» **Check your understanding**
1. In the estate planning article, reproduce the text word for word from "The Biggest Estate" up to and including "means some changes.".
2. List every estate planning mistake the estate planning article names as a heading, each as it appears in the article.
3. Answer these from the estate planning article:
(a) Who attended the meeting where the advice about needed changes was given?
(b) What has the focus shifted to, away from tax avoidance?
(c) What should you confirm before leaving frequent flier miles to an heir?

» **Page text**
The Biggest Estate Planning Pitfalls
At a meeting of Georgia estate planners recently, everyone was advised that many things had to change because of tax law and demographic changes in recent years, if the goal was to pass on as much wealth as possible to the next generation. And since that is almost always the goal, well, that means some changes.
For one thing, with the high estate-tax exemption, passing money to the next generation tax-free is less of a focus than ever before. However, that doesn't mean you don't need a plan. In fact, it means you need a plan more than ever, because the focus has shifted in recent years, from tax avoidance to protecting and preserving the family's legacy.
That can mean different things to different families, but generally speaking, it means adopting a number of tactics, such as education funding, charitable endowments, safety-net trusts and investment trusts that can be used to fund the family for generations forward. However, it also means avoiding a number of pitfalls that too many people fall into that can throw a monkey wrench into everything. Here are some of the key estate planning mistakes that too many people make:
Failing to plan properly for incapacity. People are living longer these days, and they are more mobile than ever before. However, while they plan well for the day they die, they often forget to plan for the time before they die, which can be difficult and long, and may happen at the most inopportune time. That means everyone needs a complete set of medical directives and durable powers of attorney that are enforceable in any state.
Failing to make sure assets are in the right hands. It's important that the people assigned to make certain decisions are qualified for such decision, or at least can be trusted. You don't want an executor for your estate's assets who is completely irresponsible with money, for example, and you don't want someone making medical decisions for you who is against what you have planned for yourself in that area. Make sure they are comfortable with your DNR order, and your desire for cremation rather than burial. Also, make sure you spell out exactly who should get custody of your children in a specific document.
Failing to plan for aging parents. Relying on an expected inheritance as a retirement plan is quite foolish, in part because there is no way to know how long they will live or how much they are spending. Not only that, but if they live far longer than expected, they may need support. In a number of states, there are also statutes allowing creditors to go after children to recover the cost of their parents' care. In other words, there's a good chance that the inheritance may not even exist when the time comes.
Failing to plan for retirement assets. Don't just confirm both primary and contingent beneficiaries, but be sure to plan for what would happen if a beneficiary dies first, because the state will tend to distribute that money to people you might not want to have it. For example, if your child is a beneficiary and that child dies, many states will redistribute that money to other siblings rather than that child's own heirs.
Failing to account for unique personal property. There are several things to think about when it comes to this. For example, what if a firearm you want to leave is illegal where your heir lives? Before you leave your frequent flier miles to an heir, make sure the airline allows such a thing. Before you agree to leave all of the videos you have stored on a cloud service, make sure you are allowed to do that. Also, be extremely careful when it comes to reproductive assets, especially spelling out the rights of a child who was born using frozen reproductive assets.

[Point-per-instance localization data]
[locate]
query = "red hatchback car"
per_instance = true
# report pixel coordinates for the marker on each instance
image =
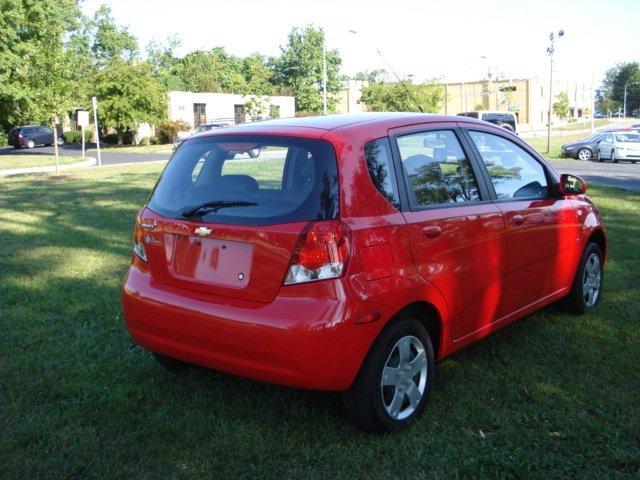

» **Solutions**
1.
The Biggest Estate Planning Pitfalls
At a meeting of Georgia estate planners recently, everyone was advised that many things had to change because of tax law and demographic changes in recent years, if the goal was to pass on as much wealth as possible to the next generation. And since that is almost always the goal, well, that means some changes.

2.
Failing to plan properly for incapacity.
Failing to make sure assets are in the right hands.
Failing to plan for aging parents.
Failing to plan for retirement assets.
Failing to account for unique personal property.

3.
(a) Georgia estate planners.
(b) Protecting and preserving the family's legacy.
(c) That the airline allows such a thing.